> [Exercise details]: In the entries that follow, identify the line containing "this form: (173,376)." and return it together with all later lines, exactly as they appear.

> [The records]:
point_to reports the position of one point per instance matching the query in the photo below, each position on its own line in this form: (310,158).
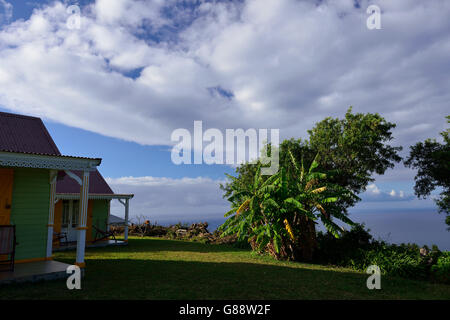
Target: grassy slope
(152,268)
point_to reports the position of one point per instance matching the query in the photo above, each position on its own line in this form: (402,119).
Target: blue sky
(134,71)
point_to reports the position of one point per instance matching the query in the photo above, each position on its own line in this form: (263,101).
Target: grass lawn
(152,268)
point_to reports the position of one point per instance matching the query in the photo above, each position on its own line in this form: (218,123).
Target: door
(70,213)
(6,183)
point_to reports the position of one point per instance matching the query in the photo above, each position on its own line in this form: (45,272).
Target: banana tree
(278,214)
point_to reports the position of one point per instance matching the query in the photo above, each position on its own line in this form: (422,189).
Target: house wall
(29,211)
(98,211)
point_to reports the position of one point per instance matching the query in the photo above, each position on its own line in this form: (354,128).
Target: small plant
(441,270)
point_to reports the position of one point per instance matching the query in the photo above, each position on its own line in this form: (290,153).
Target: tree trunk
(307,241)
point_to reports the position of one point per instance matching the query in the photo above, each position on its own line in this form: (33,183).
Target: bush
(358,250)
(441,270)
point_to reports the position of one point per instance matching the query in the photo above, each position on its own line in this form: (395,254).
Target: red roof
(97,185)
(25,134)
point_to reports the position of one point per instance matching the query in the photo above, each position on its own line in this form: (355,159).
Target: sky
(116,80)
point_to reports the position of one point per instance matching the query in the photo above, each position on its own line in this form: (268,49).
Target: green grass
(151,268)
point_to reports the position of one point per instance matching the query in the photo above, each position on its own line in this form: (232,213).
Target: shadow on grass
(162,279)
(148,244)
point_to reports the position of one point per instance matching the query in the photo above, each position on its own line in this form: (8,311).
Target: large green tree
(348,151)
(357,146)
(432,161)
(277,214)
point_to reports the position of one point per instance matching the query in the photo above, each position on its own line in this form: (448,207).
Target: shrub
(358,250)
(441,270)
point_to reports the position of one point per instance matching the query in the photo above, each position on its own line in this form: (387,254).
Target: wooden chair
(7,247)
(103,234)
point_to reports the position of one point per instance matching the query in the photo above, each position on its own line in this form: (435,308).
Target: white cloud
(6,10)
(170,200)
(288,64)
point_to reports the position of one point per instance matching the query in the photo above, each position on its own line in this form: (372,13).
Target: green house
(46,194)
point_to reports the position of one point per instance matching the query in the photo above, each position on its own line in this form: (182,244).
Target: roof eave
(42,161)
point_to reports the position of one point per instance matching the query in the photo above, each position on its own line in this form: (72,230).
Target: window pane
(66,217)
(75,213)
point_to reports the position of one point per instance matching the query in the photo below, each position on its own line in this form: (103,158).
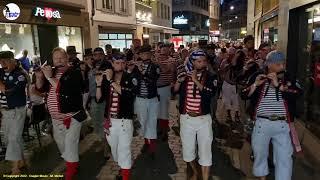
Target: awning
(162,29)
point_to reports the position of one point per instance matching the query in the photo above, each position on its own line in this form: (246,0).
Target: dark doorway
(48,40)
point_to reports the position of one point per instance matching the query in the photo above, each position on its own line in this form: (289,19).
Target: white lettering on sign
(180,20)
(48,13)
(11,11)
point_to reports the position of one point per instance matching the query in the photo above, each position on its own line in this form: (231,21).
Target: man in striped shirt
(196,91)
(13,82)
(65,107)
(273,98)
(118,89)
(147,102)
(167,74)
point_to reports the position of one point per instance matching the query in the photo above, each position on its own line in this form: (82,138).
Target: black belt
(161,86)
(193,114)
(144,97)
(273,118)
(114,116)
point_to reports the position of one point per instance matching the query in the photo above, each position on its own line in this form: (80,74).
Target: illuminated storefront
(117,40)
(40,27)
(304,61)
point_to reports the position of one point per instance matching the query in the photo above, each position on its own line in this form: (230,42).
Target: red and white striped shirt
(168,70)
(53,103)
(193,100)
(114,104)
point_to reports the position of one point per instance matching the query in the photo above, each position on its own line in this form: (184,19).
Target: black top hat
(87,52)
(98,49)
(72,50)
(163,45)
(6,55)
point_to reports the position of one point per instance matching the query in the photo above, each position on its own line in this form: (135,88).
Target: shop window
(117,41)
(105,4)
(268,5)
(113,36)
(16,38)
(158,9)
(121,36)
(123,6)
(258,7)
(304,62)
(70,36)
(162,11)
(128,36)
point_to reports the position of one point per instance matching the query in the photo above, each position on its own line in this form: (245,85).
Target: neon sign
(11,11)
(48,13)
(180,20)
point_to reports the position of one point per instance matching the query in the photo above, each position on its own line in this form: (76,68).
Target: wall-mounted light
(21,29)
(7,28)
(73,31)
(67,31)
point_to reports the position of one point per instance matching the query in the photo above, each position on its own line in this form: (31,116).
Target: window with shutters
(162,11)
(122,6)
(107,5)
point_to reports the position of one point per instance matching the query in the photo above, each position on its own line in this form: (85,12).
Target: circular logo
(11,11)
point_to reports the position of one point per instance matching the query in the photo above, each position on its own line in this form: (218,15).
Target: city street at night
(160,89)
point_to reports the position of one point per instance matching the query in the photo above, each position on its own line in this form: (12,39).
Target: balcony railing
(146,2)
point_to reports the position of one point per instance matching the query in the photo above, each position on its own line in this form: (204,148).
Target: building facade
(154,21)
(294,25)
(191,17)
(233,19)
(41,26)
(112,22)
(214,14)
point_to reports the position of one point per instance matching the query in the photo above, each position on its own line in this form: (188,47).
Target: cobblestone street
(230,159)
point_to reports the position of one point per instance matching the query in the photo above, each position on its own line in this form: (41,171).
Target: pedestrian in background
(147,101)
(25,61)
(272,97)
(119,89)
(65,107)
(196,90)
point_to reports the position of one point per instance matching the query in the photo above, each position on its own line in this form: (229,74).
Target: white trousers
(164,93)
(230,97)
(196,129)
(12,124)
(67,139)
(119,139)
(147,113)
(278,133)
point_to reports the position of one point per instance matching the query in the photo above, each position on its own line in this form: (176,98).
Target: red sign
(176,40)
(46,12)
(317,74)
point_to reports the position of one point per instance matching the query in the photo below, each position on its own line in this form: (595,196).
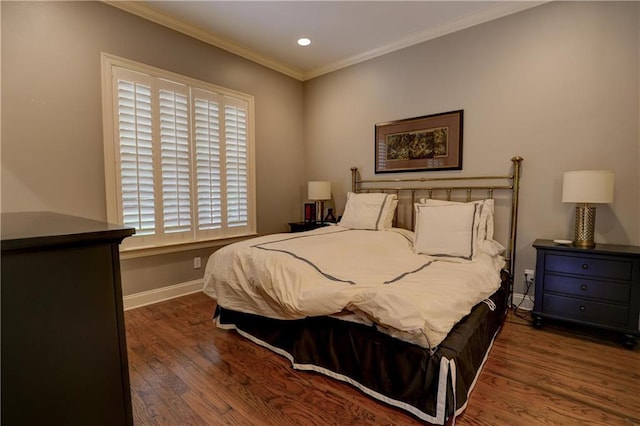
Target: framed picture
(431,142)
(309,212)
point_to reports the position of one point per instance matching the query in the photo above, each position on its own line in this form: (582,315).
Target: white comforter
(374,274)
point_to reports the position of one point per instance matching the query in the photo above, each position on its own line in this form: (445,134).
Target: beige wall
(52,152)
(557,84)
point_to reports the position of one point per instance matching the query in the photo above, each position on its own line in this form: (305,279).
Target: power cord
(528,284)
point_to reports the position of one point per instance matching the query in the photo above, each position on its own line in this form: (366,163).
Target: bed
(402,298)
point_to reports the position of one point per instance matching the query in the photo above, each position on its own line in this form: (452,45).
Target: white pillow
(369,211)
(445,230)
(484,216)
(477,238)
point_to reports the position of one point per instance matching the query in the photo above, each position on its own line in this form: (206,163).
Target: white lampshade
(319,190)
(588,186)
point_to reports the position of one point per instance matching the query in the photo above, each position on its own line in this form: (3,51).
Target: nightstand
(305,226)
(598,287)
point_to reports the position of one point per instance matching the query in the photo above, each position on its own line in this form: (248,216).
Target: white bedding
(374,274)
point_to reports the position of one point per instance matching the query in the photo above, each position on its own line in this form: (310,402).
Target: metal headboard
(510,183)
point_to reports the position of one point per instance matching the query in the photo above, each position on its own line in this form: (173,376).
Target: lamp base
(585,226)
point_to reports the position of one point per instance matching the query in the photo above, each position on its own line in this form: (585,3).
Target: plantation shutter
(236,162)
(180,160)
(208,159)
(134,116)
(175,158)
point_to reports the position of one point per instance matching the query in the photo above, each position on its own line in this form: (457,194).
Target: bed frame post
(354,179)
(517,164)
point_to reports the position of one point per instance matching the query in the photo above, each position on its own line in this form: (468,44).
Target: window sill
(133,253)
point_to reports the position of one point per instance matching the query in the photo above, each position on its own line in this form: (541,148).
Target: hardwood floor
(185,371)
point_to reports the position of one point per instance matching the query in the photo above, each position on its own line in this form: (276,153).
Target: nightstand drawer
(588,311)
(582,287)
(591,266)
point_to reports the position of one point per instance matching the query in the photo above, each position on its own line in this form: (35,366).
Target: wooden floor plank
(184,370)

> [The solution]:
point_to reports the position of one point per instance matching the query in the photo above, each position on its own line in this form: (173,376).
Target: lamp base
(585,226)
point_to reports the position of one point per instance matching the query in the photo above, each position on its own line in this form: (585,3).
Target: plantation shutter
(236,162)
(180,160)
(208,159)
(134,116)
(175,158)
point_to reports the position of one point per instance matching the query in the photo above, each position on its own line in this form: (457,194).
Target: bed frame post
(354,179)
(517,164)
point_to reports the position of one point per instance matching the query in the photo above, each position on its own line in this form: (468,44).
Target: window sill
(133,253)
point_to reports the position of one point per instance matching the query in the photo above, each position on its own line in this form: (541,148).
Target: hardwood floor
(185,371)
point_to reports the position of one point per instance matching the query in the photo above, each position on its own line in this form: (276,153).
Target: nightstand drawer
(588,311)
(582,287)
(591,266)
point_to reports the position of one point per instance matching the query in the photo above, each position on its own line in this form: (35,366).
Target: wooden floor plank
(184,370)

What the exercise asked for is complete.